- _Directions for this task_: According to the CDC influenza report below, which influenza virus strain was the most predominant?

New CDC Influenza Report Reasserts Vaccination Recommendations

Health care providers are reminded to encourage influenza vaccination to patients
Health care providers are reminded to encourage influenza vaccination to patients

The Centers for Disease Control and Prevention (CDC) has released an update on influenza activity in the US between October 4, 2015 and February 6, 2016. Activity remained low up to early December though increased in mid-December, through to February. The influenza A (H1N1)pdm09 virus was the most predominant strain.

In their statement, the CDC urged healthcare professionals to continue to offer and encourage vaccination for unvaccinated persons aged >6 months throughout the influenza season. Antiviral medications are also recommended to reduce the impact of influenza, advising an approach of the-earlier-the-better, in treating influenza-like symptoms.

RELATED: CDC Urges Greater Treatment for Suspected Influenza

Of 279,056 respiratory specimens tested during the selected period, 7,966 (2.9%) were positive for influenza viruses. Seventy-three percent of these cases were of influenza A, while 27% were influenza B. To date, the majority of influenza viruses that have been antigenically or genetically characterized are similar to components of the 2015–16 Northern Hemisphere vaccine.

Arizona, California, Connecticut, Iowa, Kentucky, Massachusetts, and New York reported the most widespread influenza activity. One person in New Jersey was infected with a novel influenza A virus – (H3N2) variant§ (H3N2v) – the week before symptoms were noted the person had visited a farm where swine was present. The patient fully recovered and no human-to-human transmission was evidenced.

- _Available data_:
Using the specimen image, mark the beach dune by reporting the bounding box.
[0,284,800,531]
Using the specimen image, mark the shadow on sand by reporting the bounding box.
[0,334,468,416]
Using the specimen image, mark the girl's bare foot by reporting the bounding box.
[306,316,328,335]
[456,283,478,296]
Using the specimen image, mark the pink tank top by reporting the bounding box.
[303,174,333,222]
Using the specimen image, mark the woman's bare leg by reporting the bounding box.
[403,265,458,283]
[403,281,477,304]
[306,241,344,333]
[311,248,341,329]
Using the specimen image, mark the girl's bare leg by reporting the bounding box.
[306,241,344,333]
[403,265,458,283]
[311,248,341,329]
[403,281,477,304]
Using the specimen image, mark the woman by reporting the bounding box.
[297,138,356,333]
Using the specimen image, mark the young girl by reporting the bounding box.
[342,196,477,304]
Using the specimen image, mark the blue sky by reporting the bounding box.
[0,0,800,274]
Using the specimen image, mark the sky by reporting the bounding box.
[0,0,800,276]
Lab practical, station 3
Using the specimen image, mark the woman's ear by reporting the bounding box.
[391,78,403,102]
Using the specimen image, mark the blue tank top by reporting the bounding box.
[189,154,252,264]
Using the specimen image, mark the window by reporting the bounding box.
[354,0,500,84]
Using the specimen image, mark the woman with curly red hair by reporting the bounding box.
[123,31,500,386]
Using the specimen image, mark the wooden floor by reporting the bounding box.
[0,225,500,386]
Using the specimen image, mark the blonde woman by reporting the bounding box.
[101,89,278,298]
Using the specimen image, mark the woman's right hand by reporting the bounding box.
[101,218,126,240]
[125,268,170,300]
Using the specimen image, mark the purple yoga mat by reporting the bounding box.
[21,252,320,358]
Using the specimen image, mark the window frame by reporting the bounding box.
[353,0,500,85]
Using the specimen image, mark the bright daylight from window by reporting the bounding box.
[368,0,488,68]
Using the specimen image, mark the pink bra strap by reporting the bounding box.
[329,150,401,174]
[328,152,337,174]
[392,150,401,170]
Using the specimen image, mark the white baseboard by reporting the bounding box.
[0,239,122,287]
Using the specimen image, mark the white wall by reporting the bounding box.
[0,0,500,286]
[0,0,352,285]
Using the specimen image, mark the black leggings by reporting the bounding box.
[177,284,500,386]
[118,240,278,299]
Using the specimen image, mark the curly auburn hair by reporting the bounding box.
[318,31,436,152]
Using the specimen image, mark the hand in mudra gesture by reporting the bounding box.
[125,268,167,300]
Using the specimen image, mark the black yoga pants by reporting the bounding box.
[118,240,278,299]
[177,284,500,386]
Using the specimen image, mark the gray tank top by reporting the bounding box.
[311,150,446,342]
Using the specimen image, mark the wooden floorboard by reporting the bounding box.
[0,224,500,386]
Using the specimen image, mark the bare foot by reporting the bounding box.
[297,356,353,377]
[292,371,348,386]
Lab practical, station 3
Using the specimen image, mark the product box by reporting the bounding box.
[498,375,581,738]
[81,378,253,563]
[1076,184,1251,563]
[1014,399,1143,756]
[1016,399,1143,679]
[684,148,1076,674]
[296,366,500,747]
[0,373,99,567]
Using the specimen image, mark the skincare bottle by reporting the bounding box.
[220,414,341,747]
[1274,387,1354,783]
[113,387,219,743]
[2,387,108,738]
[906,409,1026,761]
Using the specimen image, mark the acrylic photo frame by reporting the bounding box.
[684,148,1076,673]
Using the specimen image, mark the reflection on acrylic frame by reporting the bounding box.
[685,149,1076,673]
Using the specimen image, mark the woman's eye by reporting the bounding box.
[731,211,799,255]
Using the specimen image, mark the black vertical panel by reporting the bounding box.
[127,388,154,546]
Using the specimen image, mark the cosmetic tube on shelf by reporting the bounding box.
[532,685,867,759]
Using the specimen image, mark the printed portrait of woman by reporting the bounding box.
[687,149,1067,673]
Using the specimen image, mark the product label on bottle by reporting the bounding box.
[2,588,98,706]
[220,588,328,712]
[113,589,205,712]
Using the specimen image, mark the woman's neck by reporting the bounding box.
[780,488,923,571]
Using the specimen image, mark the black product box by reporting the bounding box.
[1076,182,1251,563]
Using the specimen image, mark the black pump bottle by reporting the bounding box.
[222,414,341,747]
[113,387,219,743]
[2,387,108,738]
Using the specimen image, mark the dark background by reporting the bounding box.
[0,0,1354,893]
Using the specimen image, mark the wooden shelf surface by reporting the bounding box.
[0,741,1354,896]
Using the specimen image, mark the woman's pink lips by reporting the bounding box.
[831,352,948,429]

- _Result_: The influenza A (H1N1)pdm09 virus was the most predominant strain.